Extrait de page:
________________
1° L’article 1er est ainsi rédigé :

« Article 1er

« I. – Toute personne souffrant ou ayant souffert d’une maladie radio‑induite résultant d’une exposition à des rayonnements ionisants dus aux essais nucléaires français et inscrite sur une liste fixée par décret en Conseil d’État conformément aux travaux reconnus par la communauté scientifique internationale, mais également tout ascendant en ligne directe s’étant vu exposé au rayonnement ionisants dus à ces essais, peut obtenir réparation intégrale de son préjudice et la prise en charge de ses frais médicaux passés et à venir dans les conditions prévues par la présente loi.

« II. – La collectivité ou l’organisme de sécurité sociale ou équivalent ayant couvert tout ou partie des dépenses liées à la maladie radio‑induite d’une personne qui en souffre ou qui en a souffert a droit de se substituer à tout ou partie de la prise en charge proportionnellement aux dépenses déjà engagées.

« III. – Toute personne souffrant ou ayant souffert d’une maladie listée comme radio‑induite, née durant les essais nucléaires français ou postérieurement et dont l’un des ascendants en ligne directe s’est vu exposer aux rayonnements ionisants dus à ces essais peut obtenir une réparation de son préjudice dans les conditions prévues par la présente loi.

« IV. – Dès lors qu’il est reconnu qu’une personne souffre d’une maladie radio‑induite au sens de la présente loi, l’époux, le partenaire lié par un pacte civil de solidarité, les descendants en ligne directe et les ascendants en ligne directe sont reconnus comme étant des victimes indirectes des expérimentations nucléaires françaises qui ont droit à la réparation intégrale de leur préjudice issu de la maladie radio‑induite et de ses conséquences matérielles et morales.

« V. – Si la personne est décédée, la demande de réparation peut être présentée par ses ayants droit. Si elle est décédée avant la promulgation de la loi n°       du           visant à la prise en charge et à la réparation des conséquences des essais nucléaires français, la demande doit être présentée par l’ayant droit avant la fin de la deuxième année suivant la promulgation la même loi. Si la personne décède après la promulgation de ladite loi, la demande doit être présentée par l’ayant droit au plus tard le 31 décembre de la troisième année qui suit le décès.
________________
Consigne de travail 1:
Répondez à ces questions sur l'extrait sur les essais nucléaires :
(a) D'après le point I, par quel acte est fixée la liste des maladies radio‑induites ?
(b) D'après le point II, à quoi la substitution de la collectivité ou de l'organisme de sécurité sociale est-elle proportionnelle ?
(c) D'après le point V, quelle est la date limite de la demande lorsque la personne décède après la promulgation de la loi ?
Consigne de travail 2: Rédigez la suite de l'extrait sur les essais nucléaires, en reprenant après sa dernière phrase.
Les enregistrements qui suivent n'ont aucun rapport avec l'extrait sur les essais nucléaires.
________________
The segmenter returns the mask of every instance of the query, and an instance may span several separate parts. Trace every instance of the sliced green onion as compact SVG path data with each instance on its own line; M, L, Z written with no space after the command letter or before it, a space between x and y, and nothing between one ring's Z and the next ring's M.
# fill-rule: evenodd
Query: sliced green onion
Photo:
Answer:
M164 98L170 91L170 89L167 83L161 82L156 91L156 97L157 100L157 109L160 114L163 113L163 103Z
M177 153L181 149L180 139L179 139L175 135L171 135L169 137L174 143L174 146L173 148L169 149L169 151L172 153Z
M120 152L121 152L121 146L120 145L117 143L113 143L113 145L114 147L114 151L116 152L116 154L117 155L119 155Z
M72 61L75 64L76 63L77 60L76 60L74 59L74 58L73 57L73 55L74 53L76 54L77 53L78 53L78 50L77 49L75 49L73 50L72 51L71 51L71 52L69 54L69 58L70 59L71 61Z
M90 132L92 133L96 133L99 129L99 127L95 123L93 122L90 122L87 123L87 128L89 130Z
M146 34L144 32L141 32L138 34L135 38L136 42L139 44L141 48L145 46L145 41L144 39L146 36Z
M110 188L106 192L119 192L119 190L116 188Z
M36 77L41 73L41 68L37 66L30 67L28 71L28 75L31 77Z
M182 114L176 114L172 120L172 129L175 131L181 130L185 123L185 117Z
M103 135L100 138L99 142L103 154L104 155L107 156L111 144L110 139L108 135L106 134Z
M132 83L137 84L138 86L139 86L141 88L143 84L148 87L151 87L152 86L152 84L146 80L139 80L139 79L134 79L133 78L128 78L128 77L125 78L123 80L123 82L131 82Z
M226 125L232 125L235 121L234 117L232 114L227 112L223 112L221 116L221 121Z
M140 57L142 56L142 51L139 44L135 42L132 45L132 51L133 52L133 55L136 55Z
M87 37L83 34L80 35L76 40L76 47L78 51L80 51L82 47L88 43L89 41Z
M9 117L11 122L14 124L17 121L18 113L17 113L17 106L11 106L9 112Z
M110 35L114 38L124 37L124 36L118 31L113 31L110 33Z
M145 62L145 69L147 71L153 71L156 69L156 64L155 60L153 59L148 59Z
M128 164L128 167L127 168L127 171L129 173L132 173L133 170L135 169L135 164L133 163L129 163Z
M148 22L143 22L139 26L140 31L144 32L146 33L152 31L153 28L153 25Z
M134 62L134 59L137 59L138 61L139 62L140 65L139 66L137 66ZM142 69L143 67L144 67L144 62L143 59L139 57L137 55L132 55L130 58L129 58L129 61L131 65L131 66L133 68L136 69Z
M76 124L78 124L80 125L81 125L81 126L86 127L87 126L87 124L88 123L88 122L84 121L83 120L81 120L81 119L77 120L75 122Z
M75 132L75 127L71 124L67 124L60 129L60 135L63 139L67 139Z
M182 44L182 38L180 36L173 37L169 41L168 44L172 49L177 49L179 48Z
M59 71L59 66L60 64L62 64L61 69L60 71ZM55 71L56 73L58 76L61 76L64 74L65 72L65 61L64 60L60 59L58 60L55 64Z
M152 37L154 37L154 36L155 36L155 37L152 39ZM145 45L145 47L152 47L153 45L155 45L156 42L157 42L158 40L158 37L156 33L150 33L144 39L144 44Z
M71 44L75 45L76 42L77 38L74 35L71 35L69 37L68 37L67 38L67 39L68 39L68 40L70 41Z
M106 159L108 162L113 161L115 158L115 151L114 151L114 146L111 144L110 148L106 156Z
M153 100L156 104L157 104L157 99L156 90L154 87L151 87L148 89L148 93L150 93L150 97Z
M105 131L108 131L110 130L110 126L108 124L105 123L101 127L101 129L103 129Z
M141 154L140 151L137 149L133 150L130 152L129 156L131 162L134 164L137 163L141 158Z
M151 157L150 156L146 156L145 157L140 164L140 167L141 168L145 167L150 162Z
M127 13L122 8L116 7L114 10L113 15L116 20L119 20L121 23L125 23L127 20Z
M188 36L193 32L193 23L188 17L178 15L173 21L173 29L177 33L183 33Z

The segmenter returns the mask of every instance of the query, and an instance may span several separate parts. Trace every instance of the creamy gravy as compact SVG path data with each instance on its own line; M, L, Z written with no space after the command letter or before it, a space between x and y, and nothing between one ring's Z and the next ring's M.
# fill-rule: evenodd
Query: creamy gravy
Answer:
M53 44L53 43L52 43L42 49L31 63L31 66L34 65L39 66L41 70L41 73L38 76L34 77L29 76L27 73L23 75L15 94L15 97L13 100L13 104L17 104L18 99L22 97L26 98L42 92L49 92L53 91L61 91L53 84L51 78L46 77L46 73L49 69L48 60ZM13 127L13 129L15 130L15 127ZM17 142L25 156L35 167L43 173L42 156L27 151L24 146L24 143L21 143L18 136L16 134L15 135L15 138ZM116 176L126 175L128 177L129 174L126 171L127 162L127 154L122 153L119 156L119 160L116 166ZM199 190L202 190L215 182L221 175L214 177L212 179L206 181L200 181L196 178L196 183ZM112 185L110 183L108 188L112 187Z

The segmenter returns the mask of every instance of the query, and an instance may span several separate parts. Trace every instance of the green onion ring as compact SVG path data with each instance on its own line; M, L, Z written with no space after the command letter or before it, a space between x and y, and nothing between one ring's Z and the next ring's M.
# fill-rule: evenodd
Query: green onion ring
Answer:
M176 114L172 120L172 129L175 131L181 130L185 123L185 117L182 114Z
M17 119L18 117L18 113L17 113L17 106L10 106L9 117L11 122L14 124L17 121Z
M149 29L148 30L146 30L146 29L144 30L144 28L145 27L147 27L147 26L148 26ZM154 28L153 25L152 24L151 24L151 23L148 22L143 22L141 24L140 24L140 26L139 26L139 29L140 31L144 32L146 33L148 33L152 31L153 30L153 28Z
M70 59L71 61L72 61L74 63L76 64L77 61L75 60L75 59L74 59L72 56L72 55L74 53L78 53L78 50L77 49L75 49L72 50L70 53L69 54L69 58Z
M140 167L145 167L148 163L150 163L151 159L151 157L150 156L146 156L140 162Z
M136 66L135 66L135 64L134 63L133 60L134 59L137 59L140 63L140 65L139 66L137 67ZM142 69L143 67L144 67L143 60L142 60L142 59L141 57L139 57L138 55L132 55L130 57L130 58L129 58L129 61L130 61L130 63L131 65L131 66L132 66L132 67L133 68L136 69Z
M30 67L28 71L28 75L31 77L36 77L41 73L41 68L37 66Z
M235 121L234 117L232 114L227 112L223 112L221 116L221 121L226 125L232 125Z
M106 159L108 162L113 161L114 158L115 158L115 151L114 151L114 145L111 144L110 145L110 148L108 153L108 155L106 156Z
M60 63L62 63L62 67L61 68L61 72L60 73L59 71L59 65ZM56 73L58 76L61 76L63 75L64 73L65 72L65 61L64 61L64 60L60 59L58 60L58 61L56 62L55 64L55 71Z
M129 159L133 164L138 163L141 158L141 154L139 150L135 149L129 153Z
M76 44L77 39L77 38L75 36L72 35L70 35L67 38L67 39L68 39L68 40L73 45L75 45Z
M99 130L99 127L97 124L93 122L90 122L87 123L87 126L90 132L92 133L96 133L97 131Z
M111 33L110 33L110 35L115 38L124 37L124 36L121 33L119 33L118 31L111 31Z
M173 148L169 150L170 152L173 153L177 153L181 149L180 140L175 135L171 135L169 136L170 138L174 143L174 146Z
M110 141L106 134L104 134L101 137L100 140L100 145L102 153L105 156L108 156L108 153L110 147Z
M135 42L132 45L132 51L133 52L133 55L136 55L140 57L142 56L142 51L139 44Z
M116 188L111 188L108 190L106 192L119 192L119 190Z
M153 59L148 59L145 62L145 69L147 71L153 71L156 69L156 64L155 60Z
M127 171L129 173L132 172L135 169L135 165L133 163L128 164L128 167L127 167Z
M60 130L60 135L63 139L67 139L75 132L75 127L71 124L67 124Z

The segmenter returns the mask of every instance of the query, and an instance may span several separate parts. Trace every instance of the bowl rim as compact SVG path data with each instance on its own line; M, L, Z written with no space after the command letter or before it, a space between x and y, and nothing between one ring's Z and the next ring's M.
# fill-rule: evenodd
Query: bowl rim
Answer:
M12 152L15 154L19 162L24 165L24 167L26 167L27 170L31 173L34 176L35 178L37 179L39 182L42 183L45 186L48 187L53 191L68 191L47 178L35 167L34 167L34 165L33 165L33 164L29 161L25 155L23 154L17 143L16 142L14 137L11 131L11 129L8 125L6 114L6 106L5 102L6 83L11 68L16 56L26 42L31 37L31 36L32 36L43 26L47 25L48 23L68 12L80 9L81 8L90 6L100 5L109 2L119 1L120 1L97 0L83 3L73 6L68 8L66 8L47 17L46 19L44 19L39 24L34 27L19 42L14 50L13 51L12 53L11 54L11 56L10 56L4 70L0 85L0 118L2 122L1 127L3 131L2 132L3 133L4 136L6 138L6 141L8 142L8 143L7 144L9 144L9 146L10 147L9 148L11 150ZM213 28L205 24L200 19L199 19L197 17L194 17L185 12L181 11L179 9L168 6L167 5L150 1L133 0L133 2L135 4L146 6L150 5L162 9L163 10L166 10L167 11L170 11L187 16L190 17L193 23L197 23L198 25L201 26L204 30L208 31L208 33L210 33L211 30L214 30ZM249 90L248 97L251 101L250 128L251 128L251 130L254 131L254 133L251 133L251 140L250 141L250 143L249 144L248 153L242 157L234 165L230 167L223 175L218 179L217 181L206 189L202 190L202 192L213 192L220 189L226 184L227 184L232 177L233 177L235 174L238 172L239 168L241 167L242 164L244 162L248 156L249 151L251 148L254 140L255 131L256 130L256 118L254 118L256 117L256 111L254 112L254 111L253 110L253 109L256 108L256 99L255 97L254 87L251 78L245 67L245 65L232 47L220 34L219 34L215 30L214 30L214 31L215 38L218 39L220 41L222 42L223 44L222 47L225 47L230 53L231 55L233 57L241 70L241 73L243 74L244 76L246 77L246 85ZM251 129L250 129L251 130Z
________________
Résultat attendu 1:
(a) Par un décret en Conseil d'État.
(b) Aux dépenses déjà engagées.
(c) Le 31 décembre de la troisième année qui suit le décès.

Résultat attendu 2:
« VI. – Lorsqu’une demande d’indemnisation fondée sur le I de l’article 4 de la présente loi a fait l’objet d’une décision de rejet par le ministre chargé de la défense ou par le comité d’indemnisation des victimes des essais nucléaires avant l’entrée en vigueur de la loi n°           du           précitée, le comité d’indemnisation des victimes des essais nucléaires réexamine la demande. Il en informe l’intéressé, ou ses ayants droit s’il est décédé, qui confirment leur réclamation et, le cas échéant, l’actualisent. Dans les mêmes conditions, le demandeur, ou ses ayants droit s’il est décédé, peuvent également présenter une nouvelle demande d’indemnisation avant la fin de la deuxième année suivant la promulgation la même loi n°            du             » ;

2° À l’article 2, après le mot : « radio‑induite », sont insérés les mots : « ou l’ascendant en ligne directe » ;

3° L’article 4 est ainsi modifié :

a) Au I, après le mot : « indemnisation », sont insérés les mots : « et les demande de prise en charge » ;

b) Le V est ainsi modifié :

– Le premier alinéa est ainsi rédigé :

«V. – Ce comité examine si les conditions de l’indemnisation ou de prise en charge sont réunies. Lorsqu’elles le sont, l’intéressé bénéficie d’une présomption de causalité. » ;

– au deuxième alinéa, après le mot : « que », il est inséré le mot : « ne ».

Article 3

I. – La charge pour l’État est compensée à due concurrence par la création d’une taxe additionnelle aux droits prévus aux articles 575 et 575 A du code général des impôts.

II. – La charge pour les organismes de sécurité sociale est compensée à due concurrence par la majoration des droits prévus aux articles 575 et 575 A du code général des impôts.

III. – La charge pour les collectivités territoriales est compensée à due concurrence par l’augmentation de la dotation globale de fonctionnement et, corrélativement pour l’État par la création d’une taxe additionnelle aux droits prévus aux articles 575 et 575 A du code général des impôts.